* begin Data for this exercise *
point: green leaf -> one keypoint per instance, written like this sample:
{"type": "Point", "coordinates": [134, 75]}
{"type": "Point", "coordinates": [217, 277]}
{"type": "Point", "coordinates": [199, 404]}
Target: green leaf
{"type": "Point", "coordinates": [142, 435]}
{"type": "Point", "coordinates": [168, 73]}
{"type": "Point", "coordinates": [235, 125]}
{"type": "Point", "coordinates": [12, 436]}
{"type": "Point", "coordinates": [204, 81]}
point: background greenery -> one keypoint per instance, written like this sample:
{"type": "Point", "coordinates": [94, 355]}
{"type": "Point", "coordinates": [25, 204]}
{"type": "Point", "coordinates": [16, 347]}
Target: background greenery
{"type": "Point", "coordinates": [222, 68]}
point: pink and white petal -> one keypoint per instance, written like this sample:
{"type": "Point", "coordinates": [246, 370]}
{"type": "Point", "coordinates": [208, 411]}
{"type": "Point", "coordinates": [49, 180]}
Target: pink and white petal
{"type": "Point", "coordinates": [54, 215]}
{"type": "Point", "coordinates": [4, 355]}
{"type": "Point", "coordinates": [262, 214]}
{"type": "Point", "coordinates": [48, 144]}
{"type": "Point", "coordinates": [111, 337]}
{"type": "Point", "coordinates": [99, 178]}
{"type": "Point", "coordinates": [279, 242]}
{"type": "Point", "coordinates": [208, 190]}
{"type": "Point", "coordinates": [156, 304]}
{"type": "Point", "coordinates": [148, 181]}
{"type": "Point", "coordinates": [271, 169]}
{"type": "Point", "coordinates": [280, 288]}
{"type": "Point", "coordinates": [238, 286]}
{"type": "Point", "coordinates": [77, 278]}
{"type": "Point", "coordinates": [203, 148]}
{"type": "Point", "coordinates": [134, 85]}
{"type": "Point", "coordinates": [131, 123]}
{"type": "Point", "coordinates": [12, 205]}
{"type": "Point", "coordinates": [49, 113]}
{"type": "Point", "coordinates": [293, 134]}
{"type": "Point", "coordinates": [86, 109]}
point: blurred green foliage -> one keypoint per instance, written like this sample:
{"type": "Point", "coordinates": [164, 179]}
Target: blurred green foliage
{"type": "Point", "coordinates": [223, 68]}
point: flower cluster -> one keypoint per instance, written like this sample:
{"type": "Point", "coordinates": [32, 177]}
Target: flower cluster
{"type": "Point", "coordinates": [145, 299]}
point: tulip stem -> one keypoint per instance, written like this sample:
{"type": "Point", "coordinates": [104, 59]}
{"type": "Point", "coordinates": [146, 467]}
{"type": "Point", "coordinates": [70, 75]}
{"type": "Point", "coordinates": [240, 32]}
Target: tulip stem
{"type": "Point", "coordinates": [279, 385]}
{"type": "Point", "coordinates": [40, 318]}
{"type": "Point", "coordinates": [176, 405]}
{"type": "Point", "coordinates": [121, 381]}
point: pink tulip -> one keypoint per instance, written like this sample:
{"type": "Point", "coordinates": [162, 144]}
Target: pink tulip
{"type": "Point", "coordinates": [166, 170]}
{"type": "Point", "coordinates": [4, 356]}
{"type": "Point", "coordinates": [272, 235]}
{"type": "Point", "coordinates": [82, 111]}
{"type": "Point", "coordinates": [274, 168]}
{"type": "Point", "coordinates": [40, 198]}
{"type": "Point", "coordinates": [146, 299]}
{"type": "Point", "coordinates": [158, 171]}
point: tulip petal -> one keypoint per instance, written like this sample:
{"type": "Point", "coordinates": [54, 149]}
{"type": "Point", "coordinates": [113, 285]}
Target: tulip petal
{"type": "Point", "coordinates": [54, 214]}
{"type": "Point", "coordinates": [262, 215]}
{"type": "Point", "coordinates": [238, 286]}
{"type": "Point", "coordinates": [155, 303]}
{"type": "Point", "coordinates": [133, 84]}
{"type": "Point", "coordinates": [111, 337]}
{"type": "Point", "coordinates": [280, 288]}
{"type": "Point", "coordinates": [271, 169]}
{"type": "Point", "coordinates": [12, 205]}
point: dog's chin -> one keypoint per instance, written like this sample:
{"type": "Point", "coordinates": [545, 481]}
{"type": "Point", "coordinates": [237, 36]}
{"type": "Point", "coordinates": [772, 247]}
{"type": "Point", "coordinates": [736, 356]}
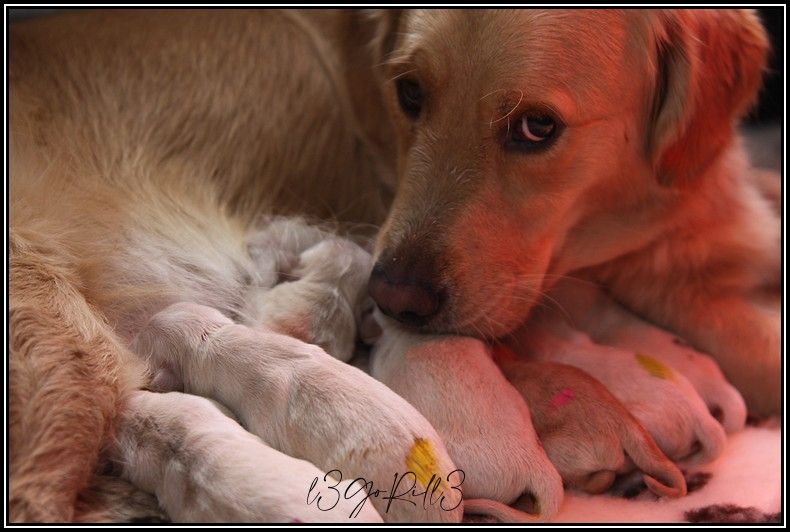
* end Data for this exercise *
▶ Work to do:
Please rewrite every entry above, replacing each "keypoint" with "marker" and keeping everything else the same. Leave the pictures out of your answer.

▶ Solution to the exercise:
point: green leaf -> one marker per instance, written like this sample:
{"type": "Point", "coordinates": [134, 75]}
{"type": "Point", "coordinates": [217, 277]}
{"type": "Point", "coordinates": [199, 404]}
Target: green leaf
{"type": "Point", "coordinates": [142, 435]}
{"type": "Point", "coordinates": [168, 73]}
{"type": "Point", "coordinates": [235, 125]}
{"type": "Point", "coordinates": [12, 436]}
{"type": "Point", "coordinates": [204, 81]}
point: background greenery -> one marker per instance, written like this sample:
{"type": "Point", "coordinates": [94, 355]}
{"type": "Point", "coordinates": [25, 204]}
{"type": "Point", "coordinates": [16, 347]}
Target: background greenery
{"type": "Point", "coordinates": [222, 68]}
point: pink and white petal -> one marker per instance, written like this sample:
{"type": "Point", "coordinates": [246, 370]}
{"type": "Point", "coordinates": [208, 411]}
{"type": "Point", "coordinates": [49, 180]}
Target: pink and white petal
{"type": "Point", "coordinates": [54, 215]}
{"type": "Point", "coordinates": [4, 355]}
{"type": "Point", "coordinates": [262, 214]}
{"type": "Point", "coordinates": [48, 144]}
{"type": "Point", "coordinates": [111, 337]}
{"type": "Point", "coordinates": [99, 178]}
{"type": "Point", "coordinates": [279, 242]}
{"type": "Point", "coordinates": [208, 190]}
{"type": "Point", "coordinates": [156, 304]}
{"type": "Point", "coordinates": [148, 181]}
{"type": "Point", "coordinates": [271, 169]}
{"type": "Point", "coordinates": [280, 288]}
{"type": "Point", "coordinates": [238, 286]}
{"type": "Point", "coordinates": [77, 278]}
{"type": "Point", "coordinates": [203, 148]}
{"type": "Point", "coordinates": [134, 85]}
{"type": "Point", "coordinates": [131, 123]}
{"type": "Point", "coordinates": [12, 205]}
{"type": "Point", "coordinates": [49, 113]}
{"type": "Point", "coordinates": [293, 134]}
{"type": "Point", "coordinates": [86, 109]}
point: blurred green foliage -> one marker per instance, written like this sample:
{"type": "Point", "coordinates": [164, 179]}
Target: blurred green foliage
{"type": "Point", "coordinates": [223, 68]}
point: flower cluster -> one marker per instance, written like this sample:
{"type": "Point", "coordinates": [32, 177]}
Target: flower cluster
{"type": "Point", "coordinates": [145, 299]}
point: tulip stem -> one marker per instance, written like this sample:
{"type": "Point", "coordinates": [104, 59]}
{"type": "Point", "coordinates": [146, 467]}
{"type": "Point", "coordinates": [70, 75]}
{"type": "Point", "coordinates": [240, 32]}
Target: tulip stem
{"type": "Point", "coordinates": [279, 385]}
{"type": "Point", "coordinates": [40, 318]}
{"type": "Point", "coordinates": [176, 405]}
{"type": "Point", "coordinates": [121, 381]}
point: pink tulip -> one marker per instance, written like this sample:
{"type": "Point", "coordinates": [162, 144]}
Target: pink tulip
{"type": "Point", "coordinates": [166, 170]}
{"type": "Point", "coordinates": [4, 356]}
{"type": "Point", "coordinates": [272, 235]}
{"type": "Point", "coordinates": [82, 111]}
{"type": "Point", "coordinates": [274, 168]}
{"type": "Point", "coordinates": [40, 198]}
{"type": "Point", "coordinates": [146, 299]}
{"type": "Point", "coordinates": [158, 171]}
point: tulip petal -> one marker per instance, written like this sample:
{"type": "Point", "coordinates": [54, 149]}
{"type": "Point", "coordinates": [113, 285]}
Target: tulip petal
{"type": "Point", "coordinates": [54, 214]}
{"type": "Point", "coordinates": [262, 215]}
{"type": "Point", "coordinates": [238, 286]}
{"type": "Point", "coordinates": [155, 303]}
{"type": "Point", "coordinates": [133, 84]}
{"type": "Point", "coordinates": [111, 337]}
{"type": "Point", "coordinates": [280, 288]}
{"type": "Point", "coordinates": [271, 169]}
{"type": "Point", "coordinates": [12, 205]}
point: dog's chin -> one marker per instance, written like this sample:
{"type": "Point", "coordinates": [545, 481]}
{"type": "Point", "coordinates": [237, 36]}
{"type": "Point", "coordinates": [772, 247]}
{"type": "Point", "coordinates": [736, 356]}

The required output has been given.